AIM = Reproduce the data verbatim from its beginning up to and including the line containing "[97,532,891,620]", and omit the pictures.

(Region annotation entries)
====

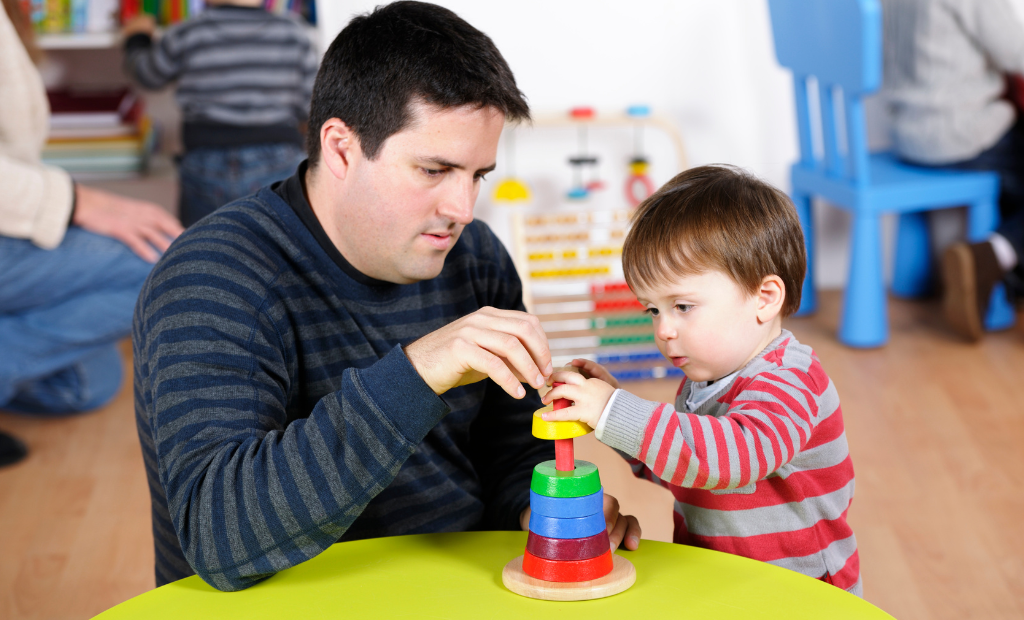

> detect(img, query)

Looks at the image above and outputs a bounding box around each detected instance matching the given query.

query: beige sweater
[882,0,1024,165]
[0,6,74,249]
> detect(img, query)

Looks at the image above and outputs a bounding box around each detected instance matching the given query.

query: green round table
[97,532,891,620]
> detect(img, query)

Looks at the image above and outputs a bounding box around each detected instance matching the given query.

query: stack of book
[27,0,316,34]
[43,89,154,180]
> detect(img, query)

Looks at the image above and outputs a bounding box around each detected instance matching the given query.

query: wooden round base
[502,554,637,601]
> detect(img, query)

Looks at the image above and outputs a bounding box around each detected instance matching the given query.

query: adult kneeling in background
[0,0,181,466]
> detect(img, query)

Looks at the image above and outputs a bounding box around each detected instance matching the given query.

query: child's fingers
[541,383,580,405]
[550,370,587,385]
[541,405,586,422]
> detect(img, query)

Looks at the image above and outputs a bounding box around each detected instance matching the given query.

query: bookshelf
[37,32,119,50]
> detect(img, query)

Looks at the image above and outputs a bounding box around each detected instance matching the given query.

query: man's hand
[519,493,641,551]
[72,185,184,262]
[406,307,553,399]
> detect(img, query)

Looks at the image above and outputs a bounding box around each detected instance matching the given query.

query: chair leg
[793,194,818,317]
[892,211,932,297]
[839,211,889,347]
[967,200,1017,331]
[967,198,999,243]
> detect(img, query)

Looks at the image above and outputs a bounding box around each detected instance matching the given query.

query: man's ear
[321,118,362,180]
[756,276,785,323]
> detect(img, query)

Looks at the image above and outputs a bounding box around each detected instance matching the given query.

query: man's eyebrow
[420,157,498,174]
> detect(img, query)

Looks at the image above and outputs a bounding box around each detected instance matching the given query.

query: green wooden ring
[529,461,601,497]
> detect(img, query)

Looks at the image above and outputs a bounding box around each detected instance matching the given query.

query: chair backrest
[768,0,882,183]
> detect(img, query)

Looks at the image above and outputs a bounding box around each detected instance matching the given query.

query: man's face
[335,104,505,284]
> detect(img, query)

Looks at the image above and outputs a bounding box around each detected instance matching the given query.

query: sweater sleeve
[601,367,827,490]
[0,152,74,250]
[134,265,449,590]
[955,0,1024,74]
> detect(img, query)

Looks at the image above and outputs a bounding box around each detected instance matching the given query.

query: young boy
[544,166,861,595]
[124,0,318,226]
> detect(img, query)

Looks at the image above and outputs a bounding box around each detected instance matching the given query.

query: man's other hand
[406,307,554,399]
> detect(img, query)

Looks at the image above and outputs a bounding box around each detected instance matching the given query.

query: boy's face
[635,271,771,381]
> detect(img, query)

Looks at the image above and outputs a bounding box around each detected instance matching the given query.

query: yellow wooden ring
[534,405,594,440]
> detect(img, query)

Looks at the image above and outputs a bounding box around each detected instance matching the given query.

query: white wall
[317,0,913,288]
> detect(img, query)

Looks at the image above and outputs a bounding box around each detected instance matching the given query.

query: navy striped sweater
[133,166,553,590]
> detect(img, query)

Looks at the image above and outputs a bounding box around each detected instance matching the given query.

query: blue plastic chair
[768,0,1014,347]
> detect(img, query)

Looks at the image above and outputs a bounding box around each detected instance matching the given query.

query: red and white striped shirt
[598,330,861,595]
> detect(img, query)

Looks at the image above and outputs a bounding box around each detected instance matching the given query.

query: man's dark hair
[306,2,529,166]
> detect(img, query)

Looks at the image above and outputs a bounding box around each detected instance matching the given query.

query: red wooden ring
[526,532,611,562]
[522,550,614,583]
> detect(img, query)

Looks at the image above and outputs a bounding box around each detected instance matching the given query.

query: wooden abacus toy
[502,368,636,601]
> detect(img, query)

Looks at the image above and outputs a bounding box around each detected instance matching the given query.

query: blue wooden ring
[529,511,605,538]
[529,487,604,519]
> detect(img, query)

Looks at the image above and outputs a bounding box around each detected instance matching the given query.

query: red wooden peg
[551,383,575,471]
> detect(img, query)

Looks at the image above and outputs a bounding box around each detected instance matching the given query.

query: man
[134,2,640,590]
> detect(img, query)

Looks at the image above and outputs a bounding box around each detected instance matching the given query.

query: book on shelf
[32,0,316,34]
[43,88,155,179]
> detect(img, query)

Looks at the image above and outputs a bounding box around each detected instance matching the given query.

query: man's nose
[438,177,479,225]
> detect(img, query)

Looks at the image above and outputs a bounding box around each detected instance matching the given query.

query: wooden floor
[0,294,1024,620]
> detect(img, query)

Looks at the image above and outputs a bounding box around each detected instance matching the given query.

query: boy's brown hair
[623,165,807,317]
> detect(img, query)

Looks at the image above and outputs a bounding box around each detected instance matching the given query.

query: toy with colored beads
[502,367,636,601]
[506,106,686,381]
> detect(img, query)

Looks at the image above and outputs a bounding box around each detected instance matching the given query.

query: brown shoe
[942,241,1002,342]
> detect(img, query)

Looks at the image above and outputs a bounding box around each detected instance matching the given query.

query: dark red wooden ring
[526,532,611,562]
[522,550,614,583]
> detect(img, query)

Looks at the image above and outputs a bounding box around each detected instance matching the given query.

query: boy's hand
[542,367,615,428]
[571,358,618,389]
[121,13,157,39]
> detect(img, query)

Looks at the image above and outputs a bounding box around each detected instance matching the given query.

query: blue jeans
[0,226,153,415]
[178,143,306,228]
[943,118,1024,299]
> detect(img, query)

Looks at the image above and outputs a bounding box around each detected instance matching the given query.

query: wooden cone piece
[502,554,637,601]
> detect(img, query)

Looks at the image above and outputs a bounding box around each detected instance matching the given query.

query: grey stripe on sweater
[119,6,318,126]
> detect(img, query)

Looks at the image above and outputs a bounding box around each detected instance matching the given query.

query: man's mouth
[420,232,452,250]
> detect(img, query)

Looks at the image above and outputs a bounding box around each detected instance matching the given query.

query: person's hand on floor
[72,185,184,262]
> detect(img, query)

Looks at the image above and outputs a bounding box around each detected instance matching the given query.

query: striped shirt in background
[598,330,862,595]
[119,5,319,150]
[138,164,554,590]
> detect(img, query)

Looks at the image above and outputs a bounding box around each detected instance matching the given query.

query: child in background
[544,166,861,595]
[124,0,318,226]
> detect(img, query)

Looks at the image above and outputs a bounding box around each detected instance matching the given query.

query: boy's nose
[654,321,679,340]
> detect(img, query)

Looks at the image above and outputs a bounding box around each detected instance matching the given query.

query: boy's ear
[321,118,362,180]
[757,276,785,323]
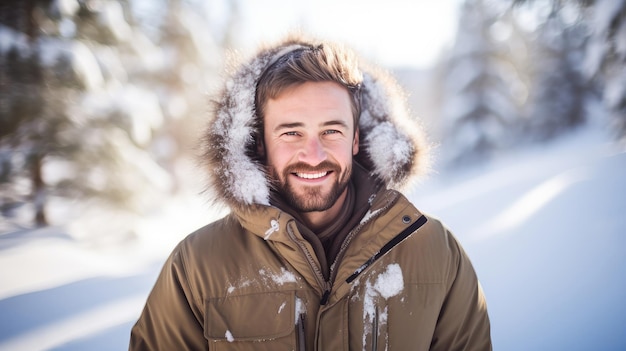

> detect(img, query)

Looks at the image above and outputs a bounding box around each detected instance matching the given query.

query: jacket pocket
[204,291,297,350]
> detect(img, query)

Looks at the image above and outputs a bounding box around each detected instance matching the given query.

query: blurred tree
[522,2,594,141]
[513,0,626,142]
[0,0,167,225]
[442,0,518,164]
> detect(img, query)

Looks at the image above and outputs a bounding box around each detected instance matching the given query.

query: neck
[300,188,348,233]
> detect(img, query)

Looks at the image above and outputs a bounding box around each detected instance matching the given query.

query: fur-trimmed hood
[202,37,428,210]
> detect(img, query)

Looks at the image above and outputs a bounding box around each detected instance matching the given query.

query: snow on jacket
[130,35,491,351]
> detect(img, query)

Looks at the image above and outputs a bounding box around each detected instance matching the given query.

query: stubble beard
[269,161,352,213]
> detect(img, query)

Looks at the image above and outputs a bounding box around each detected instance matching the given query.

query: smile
[295,172,328,179]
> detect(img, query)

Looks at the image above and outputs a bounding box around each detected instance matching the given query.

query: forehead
[264,82,352,127]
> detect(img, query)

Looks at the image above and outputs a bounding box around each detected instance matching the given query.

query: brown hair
[255,43,363,131]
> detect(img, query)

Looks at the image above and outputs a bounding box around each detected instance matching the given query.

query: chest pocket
[204,291,296,351]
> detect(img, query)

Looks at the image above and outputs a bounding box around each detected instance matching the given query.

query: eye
[324,129,341,134]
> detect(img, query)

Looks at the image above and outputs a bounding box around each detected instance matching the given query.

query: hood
[202,37,428,210]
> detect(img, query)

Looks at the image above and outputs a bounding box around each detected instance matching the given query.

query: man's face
[264,82,359,212]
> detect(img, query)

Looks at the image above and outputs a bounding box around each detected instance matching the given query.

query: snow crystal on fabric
[259,267,297,285]
[278,302,287,314]
[363,263,404,348]
[295,296,306,324]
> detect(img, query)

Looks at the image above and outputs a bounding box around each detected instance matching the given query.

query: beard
[269,161,352,213]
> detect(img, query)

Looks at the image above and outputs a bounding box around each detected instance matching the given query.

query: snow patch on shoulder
[259,267,297,285]
[374,263,404,299]
[363,263,404,345]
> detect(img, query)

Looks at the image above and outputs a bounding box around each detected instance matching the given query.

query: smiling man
[130,37,491,350]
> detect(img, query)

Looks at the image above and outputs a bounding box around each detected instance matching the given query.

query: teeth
[296,172,328,179]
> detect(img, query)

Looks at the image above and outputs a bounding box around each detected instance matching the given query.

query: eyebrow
[274,120,348,131]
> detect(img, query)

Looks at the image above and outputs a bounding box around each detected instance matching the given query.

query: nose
[299,137,327,166]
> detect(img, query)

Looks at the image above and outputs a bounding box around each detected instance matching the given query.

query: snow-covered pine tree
[579,0,626,144]
[0,0,173,230]
[442,0,518,165]
[522,4,593,141]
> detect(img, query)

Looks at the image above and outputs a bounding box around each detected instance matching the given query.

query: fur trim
[203,38,428,210]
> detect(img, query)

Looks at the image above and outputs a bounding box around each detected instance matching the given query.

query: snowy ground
[0,125,626,351]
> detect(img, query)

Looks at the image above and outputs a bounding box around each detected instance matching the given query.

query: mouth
[293,172,330,179]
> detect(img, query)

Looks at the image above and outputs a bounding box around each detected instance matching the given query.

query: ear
[352,128,359,156]
[254,133,265,159]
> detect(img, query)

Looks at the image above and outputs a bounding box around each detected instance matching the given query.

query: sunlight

====

THE RESPONSE =
> detect(img, query)

Looks at the image above and outputs a bounding box around each detected instance matching the given query.

query: beige sweater
[882,0,1024,165]
[0,6,74,249]
> detect(img, query)

Looks at the image above and outputs a bounding box around each detected instance matching the given query.

query: green round table
[97,532,891,620]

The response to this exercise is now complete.